EXERCISE » Starting with the line that contains "202, row 393." and continuing through the end of the entries, give those lines as a numbered list with blank lines left out.

-- start --

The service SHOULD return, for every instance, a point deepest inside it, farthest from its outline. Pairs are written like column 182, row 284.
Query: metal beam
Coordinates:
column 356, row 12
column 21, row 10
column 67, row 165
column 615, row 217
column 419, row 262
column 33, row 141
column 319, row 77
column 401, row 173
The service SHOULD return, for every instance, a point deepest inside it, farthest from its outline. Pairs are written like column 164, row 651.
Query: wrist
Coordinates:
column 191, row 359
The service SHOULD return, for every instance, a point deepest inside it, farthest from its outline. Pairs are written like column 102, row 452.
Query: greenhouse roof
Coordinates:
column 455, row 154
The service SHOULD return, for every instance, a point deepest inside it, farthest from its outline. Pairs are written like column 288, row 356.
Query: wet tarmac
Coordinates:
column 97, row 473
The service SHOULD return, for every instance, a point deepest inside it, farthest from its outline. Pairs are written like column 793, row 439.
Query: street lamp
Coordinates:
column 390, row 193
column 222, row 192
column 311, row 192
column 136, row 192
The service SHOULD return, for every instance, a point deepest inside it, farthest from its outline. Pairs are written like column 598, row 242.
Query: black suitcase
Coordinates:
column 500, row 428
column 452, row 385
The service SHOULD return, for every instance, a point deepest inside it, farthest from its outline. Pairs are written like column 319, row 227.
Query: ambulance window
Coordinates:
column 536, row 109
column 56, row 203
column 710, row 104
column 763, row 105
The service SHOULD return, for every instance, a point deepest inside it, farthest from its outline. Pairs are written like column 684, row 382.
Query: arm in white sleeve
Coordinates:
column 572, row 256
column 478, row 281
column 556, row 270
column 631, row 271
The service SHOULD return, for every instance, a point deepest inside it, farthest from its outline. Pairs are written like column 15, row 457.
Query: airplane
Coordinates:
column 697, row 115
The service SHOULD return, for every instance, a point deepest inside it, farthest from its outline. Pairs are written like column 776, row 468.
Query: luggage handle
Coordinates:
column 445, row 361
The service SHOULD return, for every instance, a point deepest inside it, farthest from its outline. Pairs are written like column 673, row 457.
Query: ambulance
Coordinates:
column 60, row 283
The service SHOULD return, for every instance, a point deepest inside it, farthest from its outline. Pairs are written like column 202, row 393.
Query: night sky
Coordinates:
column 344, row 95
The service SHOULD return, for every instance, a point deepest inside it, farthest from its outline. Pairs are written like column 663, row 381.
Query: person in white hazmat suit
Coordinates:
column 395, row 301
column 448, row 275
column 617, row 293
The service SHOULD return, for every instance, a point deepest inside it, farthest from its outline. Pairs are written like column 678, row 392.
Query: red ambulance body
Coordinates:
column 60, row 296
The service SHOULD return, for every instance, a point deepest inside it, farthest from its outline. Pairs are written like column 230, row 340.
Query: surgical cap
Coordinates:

-- end --

ANSWER TO THE TASK »
1. The service SHOULD return, for every instance, a point deepest inside it, farthest from its outline. Pairs are written like column 202, row 393.
2. Query: night sky
3. Coordinates:
4. column 344, row 95
5. The service SHOULD return, for every instance, a point deepest inside it, farthest from its outline. Pairs are written like column 663, row 381.
6. Query: person in white hazmat suit
7. Coordinates:
8. column 395, row 301
9. column 448, row 275
10. column 617, row 293
11. The service SHOULD return, for every instance, a point deepest inside it, farthest from its outline. Pairs are written like column 678, row 392.
12. Query: red ambulance body
13. Coordinates:
14. column 60, row 296
15. The service SHOULD return, for every instance, a point deepest inside it, farthest from its outline. Pairs are written like column 230, row 340.
16. Query: surgical cap
17. Coordinates:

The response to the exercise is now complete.